ФРАГМЕНТ ТЕКСТА –
+-------+

Воспоминания о бедном детстве никогда не покидали Рудольфа. Горлински приходилось убеждать его, что он может себе позволить приобретать то, что хочет. Согласно новому контракту, который Горлински заключил с Королевским балетом той осенью, гонорар Рудольфа увеличивался с тысячи до двенадцати тысяч пятидесяти фунтов за каждый спектакль. Опасаясь переплатить, Рудольф предпочитал, чтобы его счета оплачивали Тринг и Горлински. Однажды вечером, увидев в витрине на Джермин-стрит кровать времен Тюдоров с пологом на четырех столбиках, он сказал Джону Тули: «Я хочу эту кровать. Мне нужно позвонить Сондеру», который сразу же купил ее. Водители такси часто звонили Тринг, желая получить плату. Однако, несмотря на репутацию скупого, Рудольф был необычайно радушным хозяином. Любой коллега, находящийся проездом в Лондоне, оказывался за его обеденным столом, как и друзья вроде Фонтейн и Гослингов. Его гостеприимство, вспоминает критик Ричард Бакл, было «средневековым, баронским: поленья, горящие в камине, огромные бронзовые канделябры с восковыми свечами, испанская кожа… двенадцать блюд на серебряном подносе, виски в пинтовых кубках… я редко покидал замок этого «неспящего принца» раньше половины четвертого утра».

+-------+

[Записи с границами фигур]

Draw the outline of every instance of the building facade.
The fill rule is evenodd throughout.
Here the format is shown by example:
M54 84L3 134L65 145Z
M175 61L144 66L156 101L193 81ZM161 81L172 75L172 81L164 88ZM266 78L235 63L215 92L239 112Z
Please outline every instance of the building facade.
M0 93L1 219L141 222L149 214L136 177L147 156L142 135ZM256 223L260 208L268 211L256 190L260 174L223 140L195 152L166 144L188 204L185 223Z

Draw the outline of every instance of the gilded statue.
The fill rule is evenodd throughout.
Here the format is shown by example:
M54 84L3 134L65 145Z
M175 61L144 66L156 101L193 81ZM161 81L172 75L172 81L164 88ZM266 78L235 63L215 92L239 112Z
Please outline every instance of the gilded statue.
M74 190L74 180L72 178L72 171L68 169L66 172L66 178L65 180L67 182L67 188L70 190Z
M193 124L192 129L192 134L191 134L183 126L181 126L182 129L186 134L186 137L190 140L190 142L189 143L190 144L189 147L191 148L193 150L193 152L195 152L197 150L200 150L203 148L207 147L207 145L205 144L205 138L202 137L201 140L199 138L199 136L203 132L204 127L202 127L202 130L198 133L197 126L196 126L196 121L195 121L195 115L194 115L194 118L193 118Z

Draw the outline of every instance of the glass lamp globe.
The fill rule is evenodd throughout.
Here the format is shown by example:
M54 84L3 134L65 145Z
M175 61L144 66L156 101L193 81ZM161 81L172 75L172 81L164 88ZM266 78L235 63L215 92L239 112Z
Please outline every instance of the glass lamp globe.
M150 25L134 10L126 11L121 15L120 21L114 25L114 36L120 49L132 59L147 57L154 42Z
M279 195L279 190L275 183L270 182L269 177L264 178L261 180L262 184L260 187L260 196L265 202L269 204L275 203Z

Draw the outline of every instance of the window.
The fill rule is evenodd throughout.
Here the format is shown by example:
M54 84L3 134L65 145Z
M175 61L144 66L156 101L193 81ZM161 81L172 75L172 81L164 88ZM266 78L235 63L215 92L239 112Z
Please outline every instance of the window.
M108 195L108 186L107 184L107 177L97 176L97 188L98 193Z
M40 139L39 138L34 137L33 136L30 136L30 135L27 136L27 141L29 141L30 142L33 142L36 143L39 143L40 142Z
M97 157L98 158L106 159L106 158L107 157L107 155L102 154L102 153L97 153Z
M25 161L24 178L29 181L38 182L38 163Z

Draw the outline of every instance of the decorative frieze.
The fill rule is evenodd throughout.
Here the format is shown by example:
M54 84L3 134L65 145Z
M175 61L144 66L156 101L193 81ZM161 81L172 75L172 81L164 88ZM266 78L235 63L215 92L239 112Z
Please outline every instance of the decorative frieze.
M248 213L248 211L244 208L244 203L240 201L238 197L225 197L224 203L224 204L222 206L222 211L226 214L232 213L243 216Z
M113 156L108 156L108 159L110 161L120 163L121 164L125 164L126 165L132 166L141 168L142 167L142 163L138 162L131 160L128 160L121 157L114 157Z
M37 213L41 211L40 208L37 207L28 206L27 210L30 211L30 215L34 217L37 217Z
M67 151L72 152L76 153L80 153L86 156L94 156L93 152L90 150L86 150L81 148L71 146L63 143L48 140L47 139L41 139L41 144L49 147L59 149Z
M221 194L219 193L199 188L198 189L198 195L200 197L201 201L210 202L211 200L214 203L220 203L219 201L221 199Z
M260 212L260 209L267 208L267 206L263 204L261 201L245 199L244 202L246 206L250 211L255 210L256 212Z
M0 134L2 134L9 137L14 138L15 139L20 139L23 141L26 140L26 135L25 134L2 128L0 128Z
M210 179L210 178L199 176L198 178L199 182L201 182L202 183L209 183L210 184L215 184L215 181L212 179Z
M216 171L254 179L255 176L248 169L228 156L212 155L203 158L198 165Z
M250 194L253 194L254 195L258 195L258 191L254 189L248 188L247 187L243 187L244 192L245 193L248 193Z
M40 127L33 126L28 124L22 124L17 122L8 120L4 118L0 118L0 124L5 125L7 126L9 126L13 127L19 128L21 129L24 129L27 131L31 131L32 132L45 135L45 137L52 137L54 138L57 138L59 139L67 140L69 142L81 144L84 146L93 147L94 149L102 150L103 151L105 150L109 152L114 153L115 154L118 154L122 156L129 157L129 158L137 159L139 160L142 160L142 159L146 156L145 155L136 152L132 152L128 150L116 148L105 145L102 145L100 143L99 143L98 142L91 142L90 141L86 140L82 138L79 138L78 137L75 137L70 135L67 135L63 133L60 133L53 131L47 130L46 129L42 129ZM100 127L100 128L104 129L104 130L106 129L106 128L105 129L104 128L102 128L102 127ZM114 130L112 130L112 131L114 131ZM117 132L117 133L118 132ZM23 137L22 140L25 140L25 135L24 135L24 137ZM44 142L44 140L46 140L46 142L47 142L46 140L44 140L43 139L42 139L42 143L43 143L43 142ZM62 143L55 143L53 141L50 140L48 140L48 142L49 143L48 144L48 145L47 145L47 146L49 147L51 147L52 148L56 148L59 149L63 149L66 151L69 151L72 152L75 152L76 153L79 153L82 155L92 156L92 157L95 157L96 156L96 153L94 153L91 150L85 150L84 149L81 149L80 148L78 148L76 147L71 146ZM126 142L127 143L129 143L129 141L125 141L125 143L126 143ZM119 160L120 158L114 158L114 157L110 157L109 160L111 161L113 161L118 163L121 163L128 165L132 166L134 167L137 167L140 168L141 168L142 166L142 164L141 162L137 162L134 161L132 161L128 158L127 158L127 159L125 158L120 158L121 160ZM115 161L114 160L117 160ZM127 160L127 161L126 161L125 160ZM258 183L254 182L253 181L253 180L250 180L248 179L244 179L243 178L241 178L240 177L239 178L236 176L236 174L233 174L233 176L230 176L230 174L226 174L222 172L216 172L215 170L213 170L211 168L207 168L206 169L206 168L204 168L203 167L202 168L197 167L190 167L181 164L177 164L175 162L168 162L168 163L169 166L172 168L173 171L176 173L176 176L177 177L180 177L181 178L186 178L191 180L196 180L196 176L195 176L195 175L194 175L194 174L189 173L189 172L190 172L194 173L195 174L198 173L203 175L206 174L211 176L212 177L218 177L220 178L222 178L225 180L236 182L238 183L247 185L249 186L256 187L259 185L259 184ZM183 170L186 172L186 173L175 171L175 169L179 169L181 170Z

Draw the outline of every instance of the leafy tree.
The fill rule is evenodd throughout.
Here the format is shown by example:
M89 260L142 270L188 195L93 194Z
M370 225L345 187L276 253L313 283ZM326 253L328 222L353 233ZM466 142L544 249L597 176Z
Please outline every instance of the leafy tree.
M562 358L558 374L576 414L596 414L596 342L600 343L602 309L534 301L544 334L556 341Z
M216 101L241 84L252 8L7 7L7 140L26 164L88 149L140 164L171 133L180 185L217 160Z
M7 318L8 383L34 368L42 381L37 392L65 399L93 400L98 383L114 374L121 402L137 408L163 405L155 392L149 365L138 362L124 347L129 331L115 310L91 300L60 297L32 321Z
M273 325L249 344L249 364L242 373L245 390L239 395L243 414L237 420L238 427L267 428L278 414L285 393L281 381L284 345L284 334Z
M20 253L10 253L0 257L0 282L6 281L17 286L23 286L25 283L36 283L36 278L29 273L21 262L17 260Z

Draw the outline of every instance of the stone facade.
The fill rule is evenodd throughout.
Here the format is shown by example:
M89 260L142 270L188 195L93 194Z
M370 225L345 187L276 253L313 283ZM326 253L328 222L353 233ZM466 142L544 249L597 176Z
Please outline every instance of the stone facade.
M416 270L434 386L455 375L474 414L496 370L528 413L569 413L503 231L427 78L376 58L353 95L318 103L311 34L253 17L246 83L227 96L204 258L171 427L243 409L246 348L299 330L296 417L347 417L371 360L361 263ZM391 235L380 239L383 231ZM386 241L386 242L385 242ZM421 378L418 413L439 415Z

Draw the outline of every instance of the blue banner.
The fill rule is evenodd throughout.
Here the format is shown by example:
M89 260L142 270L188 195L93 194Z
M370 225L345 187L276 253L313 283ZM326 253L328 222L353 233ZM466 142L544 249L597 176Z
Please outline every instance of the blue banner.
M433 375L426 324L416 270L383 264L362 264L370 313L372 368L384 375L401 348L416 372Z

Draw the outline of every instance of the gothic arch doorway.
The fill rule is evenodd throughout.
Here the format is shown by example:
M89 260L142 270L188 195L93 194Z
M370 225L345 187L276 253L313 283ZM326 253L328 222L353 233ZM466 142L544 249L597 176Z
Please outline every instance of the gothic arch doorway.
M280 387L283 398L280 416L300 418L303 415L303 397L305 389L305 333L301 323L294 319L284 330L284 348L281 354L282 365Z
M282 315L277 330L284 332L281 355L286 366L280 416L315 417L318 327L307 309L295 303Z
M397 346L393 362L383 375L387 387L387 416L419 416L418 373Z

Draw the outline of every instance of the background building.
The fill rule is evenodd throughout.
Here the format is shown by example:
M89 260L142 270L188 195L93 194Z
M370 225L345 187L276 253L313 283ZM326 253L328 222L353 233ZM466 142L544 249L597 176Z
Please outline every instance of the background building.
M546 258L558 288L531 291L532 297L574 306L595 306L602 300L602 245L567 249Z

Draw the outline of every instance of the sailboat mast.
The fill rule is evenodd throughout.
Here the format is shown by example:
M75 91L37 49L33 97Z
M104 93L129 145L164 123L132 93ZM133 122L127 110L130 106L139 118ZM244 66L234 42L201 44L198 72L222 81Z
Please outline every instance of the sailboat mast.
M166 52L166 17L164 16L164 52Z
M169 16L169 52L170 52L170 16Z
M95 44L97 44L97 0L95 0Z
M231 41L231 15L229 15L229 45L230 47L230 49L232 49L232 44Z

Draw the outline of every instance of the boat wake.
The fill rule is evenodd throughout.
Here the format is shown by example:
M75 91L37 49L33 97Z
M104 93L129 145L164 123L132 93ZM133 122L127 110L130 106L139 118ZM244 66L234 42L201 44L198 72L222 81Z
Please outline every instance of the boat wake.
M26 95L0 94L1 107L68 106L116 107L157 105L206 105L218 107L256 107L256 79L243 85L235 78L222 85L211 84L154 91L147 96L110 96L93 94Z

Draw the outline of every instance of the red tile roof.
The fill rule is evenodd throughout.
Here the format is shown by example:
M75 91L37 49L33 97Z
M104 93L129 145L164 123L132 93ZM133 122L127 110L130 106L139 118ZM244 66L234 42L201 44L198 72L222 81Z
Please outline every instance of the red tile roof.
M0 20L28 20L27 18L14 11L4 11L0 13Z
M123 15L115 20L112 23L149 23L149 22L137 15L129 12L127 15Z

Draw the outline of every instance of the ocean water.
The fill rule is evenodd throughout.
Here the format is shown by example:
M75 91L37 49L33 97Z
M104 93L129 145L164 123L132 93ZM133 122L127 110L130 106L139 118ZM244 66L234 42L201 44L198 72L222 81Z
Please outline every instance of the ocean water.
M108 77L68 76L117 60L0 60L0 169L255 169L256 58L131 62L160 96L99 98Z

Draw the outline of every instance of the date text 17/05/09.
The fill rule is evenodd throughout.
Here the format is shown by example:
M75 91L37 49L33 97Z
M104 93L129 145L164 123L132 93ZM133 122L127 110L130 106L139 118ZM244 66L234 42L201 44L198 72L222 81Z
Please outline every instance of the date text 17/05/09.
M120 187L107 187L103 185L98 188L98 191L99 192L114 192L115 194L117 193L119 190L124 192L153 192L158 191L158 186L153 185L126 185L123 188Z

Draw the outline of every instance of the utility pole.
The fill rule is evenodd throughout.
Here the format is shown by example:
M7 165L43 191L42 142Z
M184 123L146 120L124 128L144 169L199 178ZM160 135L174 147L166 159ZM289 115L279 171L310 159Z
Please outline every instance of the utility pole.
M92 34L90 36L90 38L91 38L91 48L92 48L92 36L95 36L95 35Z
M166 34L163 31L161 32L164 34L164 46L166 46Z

+-------+

ЗАДАНИЯ –
1. Где, согласно отрывку о Рудольфе, он увидел кровать времен Тюдоров с пологом на четырех столбиках?
2. Продолжите отрывок о Рудольфе с того места, где он заканчивается.

ОТВЕТЫ ПО ЗАДАНИЯМ –
1. В витрине на Джермин-стрит.

2.
Об этом замке заботилась новая экономка Рудольфа, низенькая толстая африканка Элис, обращавшаяся к нему не иначе как «сэр». Весьма эксцентричная особа, она любила ходить на танцы в Хэммерсмитский дворец и нередко приводила партнеров домой. «Незнакомцы с ключом раздражали Рудольфа», — вспоминает Тринг. Однако причуды Элис забавляли Рудольфа, и она даже изображала его, когда он был в хорошем настроении. Однажды Элис появилась на званом обеде в длинном пеньюаре и тюрбане, изготовленном из полотенца, и стала с важным видом ходить вокруг стола, подавая еду. «Элис знала, как с ним обращаться, — говорит Тринг. — У Рудольфа не было никакого опыта с прислугой». Когда однажды утром Элис вошла к нему в спальню разбудить его, Рудольф так испугался при виде ее, что сразу же позвонил Тринг. «У этой девушки нет зубов!» — «Ну так скажи ей, чтобы она их вставила», — ответила Тринг. «Нет-нет, — настаивал Рудольф. — Скажи ей сама».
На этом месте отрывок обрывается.